§ Your objective
Please state how many lines of the listing contain the word "below", giving the number by itself.
────────────────
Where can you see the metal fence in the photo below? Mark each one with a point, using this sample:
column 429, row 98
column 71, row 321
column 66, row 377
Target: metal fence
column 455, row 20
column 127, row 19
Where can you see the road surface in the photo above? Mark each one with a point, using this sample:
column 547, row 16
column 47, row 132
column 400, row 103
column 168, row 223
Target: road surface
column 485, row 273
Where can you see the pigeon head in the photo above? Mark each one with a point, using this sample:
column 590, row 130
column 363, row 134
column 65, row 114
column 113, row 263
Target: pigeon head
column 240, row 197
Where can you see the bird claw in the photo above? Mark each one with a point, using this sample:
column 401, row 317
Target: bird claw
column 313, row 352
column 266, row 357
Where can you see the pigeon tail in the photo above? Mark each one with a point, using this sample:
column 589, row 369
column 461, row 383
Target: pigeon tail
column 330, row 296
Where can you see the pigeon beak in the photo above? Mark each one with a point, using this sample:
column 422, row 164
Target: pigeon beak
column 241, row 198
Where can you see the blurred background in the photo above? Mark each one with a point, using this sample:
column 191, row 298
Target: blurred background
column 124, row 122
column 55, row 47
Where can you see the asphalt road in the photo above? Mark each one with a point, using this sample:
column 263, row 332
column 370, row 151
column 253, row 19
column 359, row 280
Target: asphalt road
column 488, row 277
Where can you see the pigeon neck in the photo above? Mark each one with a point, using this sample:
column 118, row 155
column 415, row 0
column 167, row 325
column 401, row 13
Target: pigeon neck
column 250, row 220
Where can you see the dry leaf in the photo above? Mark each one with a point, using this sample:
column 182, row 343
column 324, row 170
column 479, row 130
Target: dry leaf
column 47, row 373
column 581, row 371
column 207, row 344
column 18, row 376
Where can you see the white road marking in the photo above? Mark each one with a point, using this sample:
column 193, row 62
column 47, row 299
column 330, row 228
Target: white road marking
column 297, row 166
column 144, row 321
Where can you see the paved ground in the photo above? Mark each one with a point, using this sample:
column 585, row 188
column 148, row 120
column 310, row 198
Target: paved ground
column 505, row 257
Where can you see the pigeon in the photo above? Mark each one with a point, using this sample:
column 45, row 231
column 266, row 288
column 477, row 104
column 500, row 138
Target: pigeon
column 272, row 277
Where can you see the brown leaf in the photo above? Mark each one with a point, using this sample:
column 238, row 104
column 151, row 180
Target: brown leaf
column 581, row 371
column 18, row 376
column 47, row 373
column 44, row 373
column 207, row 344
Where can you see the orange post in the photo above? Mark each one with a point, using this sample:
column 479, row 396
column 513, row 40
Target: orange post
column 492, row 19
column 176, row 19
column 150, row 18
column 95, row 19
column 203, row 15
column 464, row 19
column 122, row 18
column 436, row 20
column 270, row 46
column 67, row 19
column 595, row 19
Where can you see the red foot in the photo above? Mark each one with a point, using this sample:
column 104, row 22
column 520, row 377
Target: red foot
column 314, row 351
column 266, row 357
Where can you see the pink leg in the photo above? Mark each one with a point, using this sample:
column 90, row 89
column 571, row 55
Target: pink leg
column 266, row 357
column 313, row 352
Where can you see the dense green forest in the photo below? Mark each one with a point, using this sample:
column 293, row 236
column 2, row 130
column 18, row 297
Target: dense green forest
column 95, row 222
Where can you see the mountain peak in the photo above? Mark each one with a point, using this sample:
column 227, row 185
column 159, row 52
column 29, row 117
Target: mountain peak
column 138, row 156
────────────────
§ Expected answer
2